**Written instruction A**:
In the supremum of ideals proof, what kind of semilattice is $L$ assumed to be?

**Reading text**:
Supremum of Ideals is Upper Adjoint

Theorem

Let $L = \struct {S, \vee, \preceq}$ be a bounded below continuous join semilattice.

Let $\map {\mathit {Ids} } L$ be the set of all ideals in $L$.

Let $P = \struct {\map {\mathit {Ids} } L, \precsim}$ be an ordered set where $\mathord \precsim = \subseteq \restriction_{\map {\mathit {Ids} } L \times \map {\mathit {Ids} } L}$

Let $f: \map {\mathit {Ids} } L \to S$ be a mapping such that

$\forall I \in \map {\mathit {Ids} } L: \map f I = \sup I$

Then $f$ is an upper adjoint of Galois connection.

Proof

Define $d: S \to \map {\mathit {Ids} } L$

$\forall t \in S: \map d t = \map \inf {f^{-1} \sqbrk {t^\succeq} }$

where

$t^\succeq$ denotes the upper closure of $t$,

$f^{-1} \sqbrk {t^\succeq} $ denotes the image of $t^\succeq$ over $f^{-1}$.

We will prove that

$\forall t \in S: \map d t = \map \min {f^{-1} \sqbrk {t^\succeq} }$

Let $t \in S$.

By Continuous iff For Every Element There Exists Ideal Element Precedes Supremum:

there exists an ideal $J$ in $L$ such that

$t \preceq \sup J$ and for every ideal $K$ in $L$: $t \preceq \sup K \implies J \subseteq K$

We will prove that

$\forall K \in \map {\mathit {Ids} } L: K$ is lower bound for $f^{-1} \sqbrk {t^\succeq} \implies K \precsim J$

Let $K \in \map {\mathit {Ids} } L$ such that

$K$ is a lower bound for $f^{-1} \sqbrk {t^\succeq}$

By definition of $f$:

$t \preceq \map f J$

By definition of upper closure of element:

$\map f J \in t^\succeq$

By definition of image of set:

$J \in f^{-1} \sqbrk {t^\succeq}$

Thus by definition of lower bound:

$K \precsim J$

$\Box$

We will prove that:

$J$ is a lower bound for $f^{-1} \sqbrk {t^\succeq}$

Let $K \in \map {\mathit {Ids} } L$ such that:

$K \in f^{-1} \sqbrk {t^\succeq}$

By definition of image of set:

$\map f K \in t^\succeq$

By definition of upper closure of element:

$t \preceq \map f K$

By definition of $f$:

$t \preceq \sup K$

Then

$J \subseteq K$

Thus by definition of $\precsim$:

$J \precsim K$

$\Box$

By definition of supremum:

$t \preceq \map \sup {\map \inf {f^{-1} \sqbrk {t^\succeq} } }$

By definition of $f$:

$t \preceq \map f {\map \inf {f^{-1} \sqbrk {t^\succeq} } }$

By definition of upper closure of element:

$\map f {\map \inf {f^{-1} \sqbrk {t^\succeq} } } \in t^\succeq$

By definition of image of set:

$\map \inf {f^{-1} \sqbrk {t^\succeq} } \in f^{-1} \sqbrk {t^\succeq}$

Thus by definition of smallest element:

$\map d t = \map \min {f^{-1} \sqbrk {t^\succeq} }$

$\Box$

By Supremum of Ideals is Increasing:

$f$ is an increasing mapping.

**Labeled-object pointing entries**:
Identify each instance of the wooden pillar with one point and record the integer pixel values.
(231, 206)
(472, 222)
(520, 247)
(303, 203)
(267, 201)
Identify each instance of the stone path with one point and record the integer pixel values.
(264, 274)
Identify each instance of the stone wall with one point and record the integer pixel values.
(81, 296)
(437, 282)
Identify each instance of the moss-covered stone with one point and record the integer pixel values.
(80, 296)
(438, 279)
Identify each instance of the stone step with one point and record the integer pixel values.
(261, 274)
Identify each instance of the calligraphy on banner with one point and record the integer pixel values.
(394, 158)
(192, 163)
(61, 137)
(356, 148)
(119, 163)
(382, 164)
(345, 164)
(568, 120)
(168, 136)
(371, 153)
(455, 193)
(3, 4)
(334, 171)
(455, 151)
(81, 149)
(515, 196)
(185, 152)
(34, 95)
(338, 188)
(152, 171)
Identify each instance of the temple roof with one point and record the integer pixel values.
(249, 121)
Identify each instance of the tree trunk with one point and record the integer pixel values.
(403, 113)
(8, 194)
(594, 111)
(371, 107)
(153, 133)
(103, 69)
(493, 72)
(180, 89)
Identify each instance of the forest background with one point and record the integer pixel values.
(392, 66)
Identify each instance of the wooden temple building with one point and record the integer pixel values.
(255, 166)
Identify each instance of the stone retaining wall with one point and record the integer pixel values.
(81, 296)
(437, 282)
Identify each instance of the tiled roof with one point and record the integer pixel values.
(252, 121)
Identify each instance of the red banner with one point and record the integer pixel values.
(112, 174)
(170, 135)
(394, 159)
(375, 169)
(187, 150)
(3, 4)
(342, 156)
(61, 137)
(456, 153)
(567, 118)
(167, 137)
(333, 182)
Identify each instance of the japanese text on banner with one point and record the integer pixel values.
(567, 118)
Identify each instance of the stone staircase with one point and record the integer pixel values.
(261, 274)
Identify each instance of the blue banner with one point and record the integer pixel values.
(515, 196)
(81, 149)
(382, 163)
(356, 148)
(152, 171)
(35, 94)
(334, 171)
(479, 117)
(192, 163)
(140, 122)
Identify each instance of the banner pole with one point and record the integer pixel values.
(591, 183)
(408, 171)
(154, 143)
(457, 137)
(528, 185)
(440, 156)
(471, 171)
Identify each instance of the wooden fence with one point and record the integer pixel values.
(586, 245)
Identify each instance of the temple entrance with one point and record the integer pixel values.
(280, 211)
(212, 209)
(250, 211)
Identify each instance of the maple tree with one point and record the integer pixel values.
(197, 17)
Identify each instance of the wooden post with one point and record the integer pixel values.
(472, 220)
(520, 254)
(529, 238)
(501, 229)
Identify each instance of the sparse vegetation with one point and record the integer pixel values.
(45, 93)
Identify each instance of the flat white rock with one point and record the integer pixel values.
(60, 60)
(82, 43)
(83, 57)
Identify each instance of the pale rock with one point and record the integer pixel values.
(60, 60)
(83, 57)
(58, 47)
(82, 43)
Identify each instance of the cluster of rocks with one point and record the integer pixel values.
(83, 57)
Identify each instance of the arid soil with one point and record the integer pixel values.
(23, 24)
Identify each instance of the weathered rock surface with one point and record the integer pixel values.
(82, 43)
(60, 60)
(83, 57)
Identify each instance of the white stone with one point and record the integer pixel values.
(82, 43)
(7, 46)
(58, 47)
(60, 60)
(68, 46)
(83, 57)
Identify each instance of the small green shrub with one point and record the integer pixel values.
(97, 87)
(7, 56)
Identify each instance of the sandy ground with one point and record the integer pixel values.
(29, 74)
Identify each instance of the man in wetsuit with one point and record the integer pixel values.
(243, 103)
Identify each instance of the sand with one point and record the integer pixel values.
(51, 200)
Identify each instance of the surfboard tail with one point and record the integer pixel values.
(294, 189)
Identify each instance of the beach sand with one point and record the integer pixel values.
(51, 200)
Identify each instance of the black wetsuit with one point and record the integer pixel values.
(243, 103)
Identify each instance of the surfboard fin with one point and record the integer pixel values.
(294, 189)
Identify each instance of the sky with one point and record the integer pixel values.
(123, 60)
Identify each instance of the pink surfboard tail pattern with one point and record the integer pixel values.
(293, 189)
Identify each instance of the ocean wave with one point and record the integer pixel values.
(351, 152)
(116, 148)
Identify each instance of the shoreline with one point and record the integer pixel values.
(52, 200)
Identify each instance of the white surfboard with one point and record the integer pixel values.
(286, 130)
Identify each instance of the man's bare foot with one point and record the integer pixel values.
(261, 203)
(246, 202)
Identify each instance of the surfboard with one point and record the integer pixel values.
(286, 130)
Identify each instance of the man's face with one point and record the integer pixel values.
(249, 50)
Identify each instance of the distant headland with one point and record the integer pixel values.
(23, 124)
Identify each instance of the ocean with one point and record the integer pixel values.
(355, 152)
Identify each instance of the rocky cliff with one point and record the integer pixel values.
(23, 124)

**Written instruction B**:
Turn the records from the line containing "Identify each instance of the rocky" through the end of the records into a JSON list of strings, one string per line, leaving out blank lines.

**Exercise response A**:
A bounded below continuous join semilattice.

**Exercise response B**:
[
  "Identify each instance of the rocky cliff with one point and record the integer pixel values.",
  "(23, 124)"
]